» **WHAT IS REQUIRED**
Line for line, return the data exactly, omitting all pictures.

·····

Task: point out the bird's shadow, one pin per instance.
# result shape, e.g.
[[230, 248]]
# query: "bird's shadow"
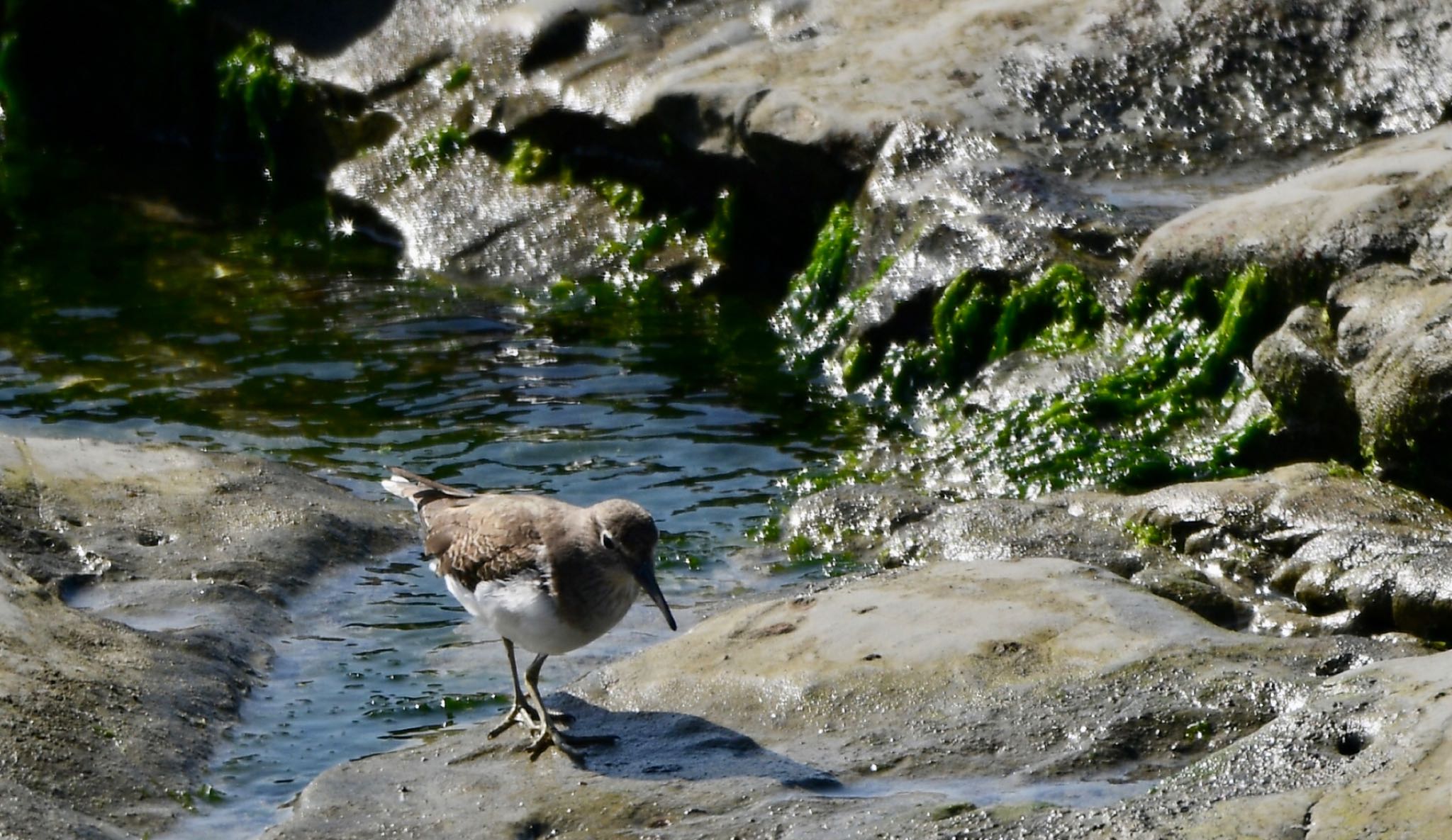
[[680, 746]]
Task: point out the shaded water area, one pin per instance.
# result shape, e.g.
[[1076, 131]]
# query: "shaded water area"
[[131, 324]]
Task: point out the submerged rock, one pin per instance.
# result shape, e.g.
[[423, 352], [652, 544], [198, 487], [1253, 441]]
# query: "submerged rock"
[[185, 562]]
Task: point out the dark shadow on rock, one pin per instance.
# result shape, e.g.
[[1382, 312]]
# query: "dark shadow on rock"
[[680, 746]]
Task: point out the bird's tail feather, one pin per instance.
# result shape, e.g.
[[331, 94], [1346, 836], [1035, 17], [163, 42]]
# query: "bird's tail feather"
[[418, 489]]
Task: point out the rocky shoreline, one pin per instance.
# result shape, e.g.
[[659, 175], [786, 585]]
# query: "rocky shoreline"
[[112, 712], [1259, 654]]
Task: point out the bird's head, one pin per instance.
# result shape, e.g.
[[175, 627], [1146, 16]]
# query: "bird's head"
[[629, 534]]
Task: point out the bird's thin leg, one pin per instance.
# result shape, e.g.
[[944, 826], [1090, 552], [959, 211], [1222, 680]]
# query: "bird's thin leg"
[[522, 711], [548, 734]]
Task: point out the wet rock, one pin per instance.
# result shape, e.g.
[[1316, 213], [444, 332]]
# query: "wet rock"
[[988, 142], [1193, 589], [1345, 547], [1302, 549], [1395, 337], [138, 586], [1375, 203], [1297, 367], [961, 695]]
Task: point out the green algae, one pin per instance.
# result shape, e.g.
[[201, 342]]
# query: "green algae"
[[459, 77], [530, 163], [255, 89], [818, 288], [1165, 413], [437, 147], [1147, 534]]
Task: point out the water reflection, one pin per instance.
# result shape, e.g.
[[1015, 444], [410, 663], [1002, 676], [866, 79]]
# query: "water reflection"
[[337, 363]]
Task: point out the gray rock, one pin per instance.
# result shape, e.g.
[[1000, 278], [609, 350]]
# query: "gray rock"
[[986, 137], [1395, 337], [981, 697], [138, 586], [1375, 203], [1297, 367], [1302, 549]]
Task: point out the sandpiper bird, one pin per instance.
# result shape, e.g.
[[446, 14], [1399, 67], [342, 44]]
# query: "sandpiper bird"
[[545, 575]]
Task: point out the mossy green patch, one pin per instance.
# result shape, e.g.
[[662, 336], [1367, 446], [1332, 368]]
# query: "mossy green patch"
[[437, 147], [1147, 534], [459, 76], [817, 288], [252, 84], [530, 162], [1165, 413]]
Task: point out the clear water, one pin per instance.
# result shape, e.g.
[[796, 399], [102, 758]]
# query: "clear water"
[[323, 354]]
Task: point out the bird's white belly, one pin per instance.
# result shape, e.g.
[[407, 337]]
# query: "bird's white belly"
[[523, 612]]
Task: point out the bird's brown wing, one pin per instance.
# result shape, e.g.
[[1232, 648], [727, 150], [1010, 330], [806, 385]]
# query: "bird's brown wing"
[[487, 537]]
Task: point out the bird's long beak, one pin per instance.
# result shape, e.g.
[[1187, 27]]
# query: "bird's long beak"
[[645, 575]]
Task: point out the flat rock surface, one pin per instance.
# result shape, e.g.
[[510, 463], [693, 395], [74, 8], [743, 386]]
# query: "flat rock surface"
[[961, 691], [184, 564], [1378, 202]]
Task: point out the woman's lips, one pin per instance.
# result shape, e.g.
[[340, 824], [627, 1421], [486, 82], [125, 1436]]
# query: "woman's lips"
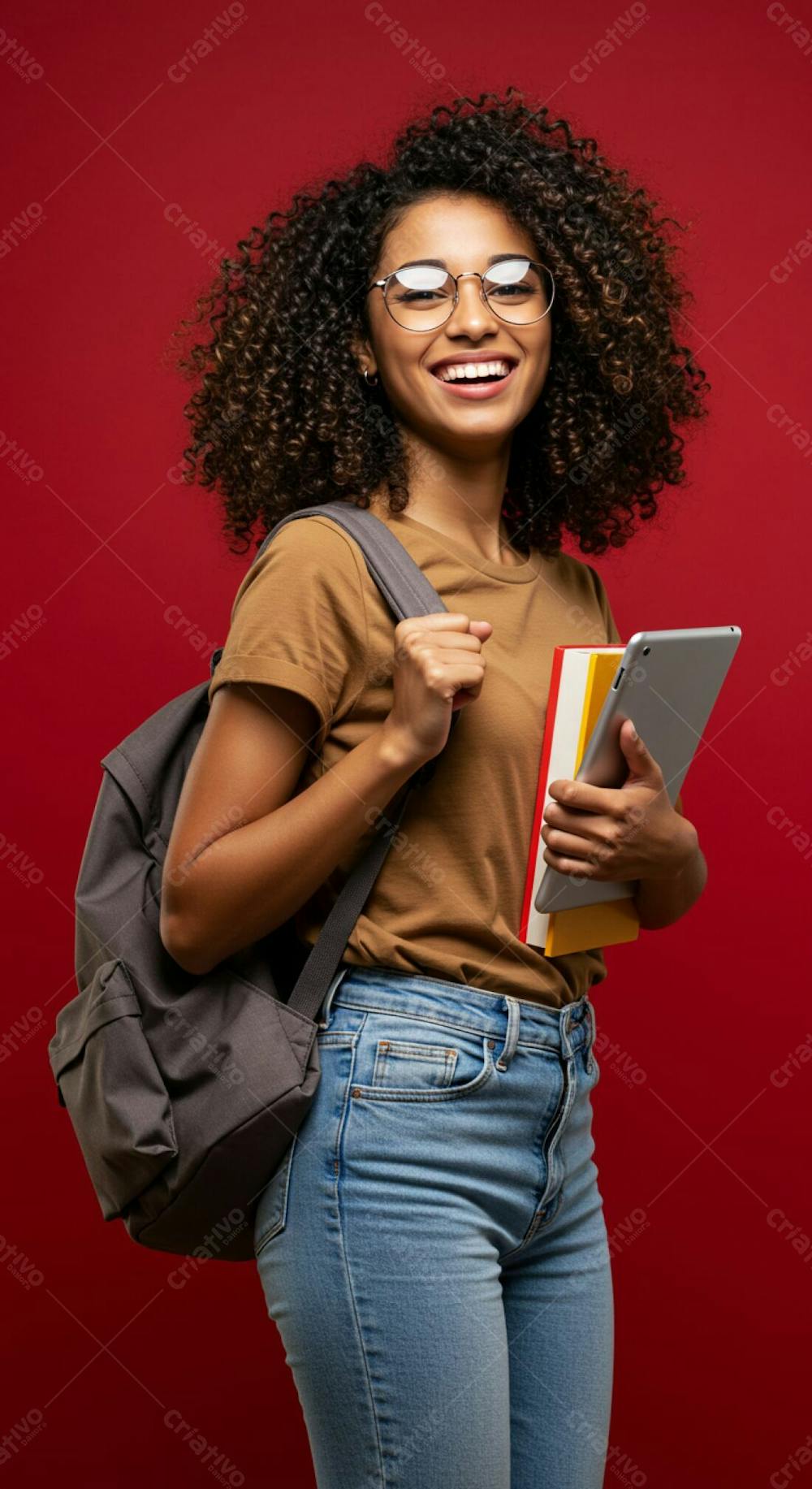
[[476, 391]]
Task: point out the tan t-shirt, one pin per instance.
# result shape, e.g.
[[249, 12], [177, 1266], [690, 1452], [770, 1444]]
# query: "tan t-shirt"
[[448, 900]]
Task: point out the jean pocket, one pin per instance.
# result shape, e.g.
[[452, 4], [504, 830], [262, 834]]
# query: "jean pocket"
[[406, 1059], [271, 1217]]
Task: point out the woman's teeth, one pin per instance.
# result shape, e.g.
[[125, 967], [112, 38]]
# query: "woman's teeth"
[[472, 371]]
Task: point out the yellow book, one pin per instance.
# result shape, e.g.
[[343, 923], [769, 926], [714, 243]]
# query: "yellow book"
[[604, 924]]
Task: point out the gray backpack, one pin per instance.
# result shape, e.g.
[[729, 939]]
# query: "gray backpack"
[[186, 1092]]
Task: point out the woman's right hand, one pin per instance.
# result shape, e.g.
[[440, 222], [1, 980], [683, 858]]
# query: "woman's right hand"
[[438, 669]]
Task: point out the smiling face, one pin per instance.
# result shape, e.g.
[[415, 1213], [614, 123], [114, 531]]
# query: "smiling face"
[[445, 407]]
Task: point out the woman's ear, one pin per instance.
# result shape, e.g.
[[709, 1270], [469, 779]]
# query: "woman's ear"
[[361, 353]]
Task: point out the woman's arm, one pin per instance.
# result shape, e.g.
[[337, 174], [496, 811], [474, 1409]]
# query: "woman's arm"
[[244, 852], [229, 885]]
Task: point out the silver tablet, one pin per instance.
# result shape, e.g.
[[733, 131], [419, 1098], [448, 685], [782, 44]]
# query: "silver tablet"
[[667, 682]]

·····

» **ANSWER BOX**
Task: point out the bird's shadow, one pin per instance.
# result shape, e.g.
[[230, 248]]
# query: "bird's shadow"
[[680, 746]]
Task: point out the shaded water area, one pin per instance.
# result shape, e.g.
[[1076, 131]]
# query: "shaded water area"
[[131, 324]]
Task: point out the submerged rock, one pin per instance.
# result shape, e.g.
[[423, 352], [652, 544], [198, 487], [1253, 441]]
# query: "submerged rock"
[[185, 562]]
Task: point out the dark shadow on rock, one pin per instance.
# result shape, e.g.
[[1382, 312]]
# query: "dark shadow on rock"
[[680, 746]]
Task: point out the bird's tail feather, one pin per instance.
# result shape, e.g.
[[331, 94], [1346, 836], [1035, 17], [163, 42]]
# query: "bird's tail feather"
[[418, 489]]
Task: point out the rocky shoreline, one pin per instance.
# result shape, e.g.
[[659, 175], [786, 585]]
# query: "rocky shoreline"
[[112, 712], [1259, 654]]
Task: point out the bird's head, one pin per instance.
# result shape, e.g.
[[175, 627], [1146, 16]]
# query: "bird's head"
[[629, 534]]
Task: point out the bird's thin leg, one pin per instance.
# result shape, e.g.
[[944, 826], [1090, 552], [959, 211], [1222, 680]]
# query: "bird's thin leg"
[[522, 711], [548, 734]]
Task: point out the wet rock, one pin per instance.
# result shape, e.g.
[[1316, 213], [444, 332]]
# query: "wet rock"
[[988, 142], [1193, 589], [1345, 547], [1302, 549], [1395, 337], [138, 586], [1375, 203], [1297, 367], [961, 695]]
Task: point out the green algae, one pin per instance.
# result shape, e.g.
[[201, 342]]
# query: "green algae"
[[459, 77], [530, 163], [255, 89], [818, 288], [1165, 413], [437, 147], [1147, 534]]
Task: point out the water reflection, one pin per instance.
# result shape, e.g.
[[1015, 444], [410, 663], [1002, 676], [866, 79]]
# query: "water reflection"
[[337, 363]]
Task: point out the gray rock, one pin per instance.
# result shape, e.g.
[[1000, 278], [609, 350]]
# query: "gray rock"
[[986, 137], [1395, 337], [981, 697], [138, 586], [1375, 203], [1297, 367], [1302, 549]]
Task: point out the sandpiper bird, one pin per instance.
# result shape, e.g.
[[446, 14], [1399, 67], [342, 44]]
# query: "sandpiper bird"
[[545, 575]]
Task: point out the mossy green patch, one pin per instance.
# result shape, e.g.
[[662, 336], [1367, 446], [1332, 368]]
# query: "mossy green patch"
[[437, 147], [1147, 534], [459, 76], [817, 288], [252, 84], [530, 162], [1165, 413]]
Task: point out the clear water, one pin per instance.
# result shape, e.g.
[[796, 399], [102, 758]]
# query: "clear water"
[[323, 354]]
Task: point out the bird's white belly, one pin per instance.
# result shape, e.g.
[[407, 337]]
# query: "bird's white belly"
[[523, 612]]
Task: point out the bird's brown wing, one pin per instance.
# result shape, e.g.
[[1232, 648], [727, 150], [1010, 330], [806, 385]]
# query: "bird's brown wing"
[[487, 537]]
Task: point out the bird's long beak, one pin per instance.
# result shape, e.g.
[[1187, 27]]
# query: "bird's long beak"
[[645, 575]]
Task: point out the flat rock surface, one pin per instance.
# result shape, e.g.
[[510, 463], [693, 395], [74, 8], [743, 386]]
# query: "flat rock surface"
[[961, 691], [184, 564], [1378, 202]]
Task: point out the woman's lips, one pin per instance.
# result shape, e.g.
[[340, 824], [627, 1421], [486, 82], [125, 1436]]
# query: "woman's lips"
[[476, 391]]
Task: point out the tan t-shirt, one pin per instance.
# result shape, e.g.
[[249, 12], [177, 1266], [690, 1452], [770, 1444]]
# query: "tan t-shirt"
[[448, 900]]
Task: point out the jean pocket, one pin per instance.
# result shape, e.g.
[[452, 4], [504, 830], [262, 834]]
# query: "jean pocket"
[[406, 1059], [271, 1217]]
Task: point out the woman's teeth, one pin per instance.
# result shape, e.g.
[[125, 967], [112, 38]]
# query: "woman's teeth"
[[472, 371]]
Task: point out the yellow book, one pin per instance.
# result shape, e.g.
[[343, 923], [769, 926], [714, 243]]
# query: "yellow book"
[[604, 924]]
Task: point out the gray backpack, one pin per instance.
# result shape, e.g.
[[729, 939]]
# query: "gray backpack"
[[186, 1092]]
Task: point out the woman's right hand, one pin per instance.
# result shape, e.g.
[[440, 222], [1, 980], [683, 858]]
# query: "woman's right hand"
[[438, 669]]
Task: point out the smiling face, one pin per instance.
# result shape, e.g.
[[415, 1213], [614, 123], [114, 531]]
# query: "smiling face"
[[445, 407]]
Task: point out the woman's ear, one pin per instance.
# result shape, e.g.
[[709, 1270], [469, 779]]
# query: "woman's ear"
[[361, 353]]
Task: point out the woman's arm, one pin per instance.
# result shape, e.g.
[[337, 174], [496, 811], [474, 1409]]
# query: "woman's arm"
[[244, 852], [229, 885]]
Task: point out the silver tablet, one pin per instance.
# result shape, e.g.
[[733, 131], [419, 1098], [448, 685], [782, 44]]
# query: "silver tablet"
[[667, 682]]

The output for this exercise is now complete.